* START *

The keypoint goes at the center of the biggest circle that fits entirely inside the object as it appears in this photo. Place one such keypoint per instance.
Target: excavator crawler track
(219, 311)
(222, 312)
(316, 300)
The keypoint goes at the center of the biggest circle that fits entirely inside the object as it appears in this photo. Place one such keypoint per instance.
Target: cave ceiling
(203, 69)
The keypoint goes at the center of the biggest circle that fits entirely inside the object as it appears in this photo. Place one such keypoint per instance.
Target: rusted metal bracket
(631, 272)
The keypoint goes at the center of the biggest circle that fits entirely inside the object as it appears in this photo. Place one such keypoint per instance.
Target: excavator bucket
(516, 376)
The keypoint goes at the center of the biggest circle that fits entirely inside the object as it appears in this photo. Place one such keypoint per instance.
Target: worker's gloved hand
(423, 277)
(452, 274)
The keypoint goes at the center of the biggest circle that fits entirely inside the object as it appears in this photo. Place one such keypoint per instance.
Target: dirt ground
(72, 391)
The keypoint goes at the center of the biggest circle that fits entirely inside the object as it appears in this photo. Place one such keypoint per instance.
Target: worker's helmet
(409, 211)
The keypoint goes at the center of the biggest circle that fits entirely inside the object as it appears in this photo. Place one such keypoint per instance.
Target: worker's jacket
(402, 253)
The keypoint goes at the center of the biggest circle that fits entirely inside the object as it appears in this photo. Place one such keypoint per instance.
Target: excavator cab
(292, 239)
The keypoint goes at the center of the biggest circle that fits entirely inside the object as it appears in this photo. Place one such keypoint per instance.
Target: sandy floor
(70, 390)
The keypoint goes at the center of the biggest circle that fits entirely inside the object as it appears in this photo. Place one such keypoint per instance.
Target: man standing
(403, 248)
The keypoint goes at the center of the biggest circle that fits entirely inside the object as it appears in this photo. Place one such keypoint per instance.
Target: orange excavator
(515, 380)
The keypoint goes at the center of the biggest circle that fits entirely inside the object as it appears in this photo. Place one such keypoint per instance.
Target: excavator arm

* END *

WORK TO COMPLETE
Pull out every line in the records above that contains the string "worker". Case matters, so skip lines where the letters differ only in capitalization.

TASK RESULT
Target: worker's gloved hand
Target: worker's helmet
Target: worker's jacket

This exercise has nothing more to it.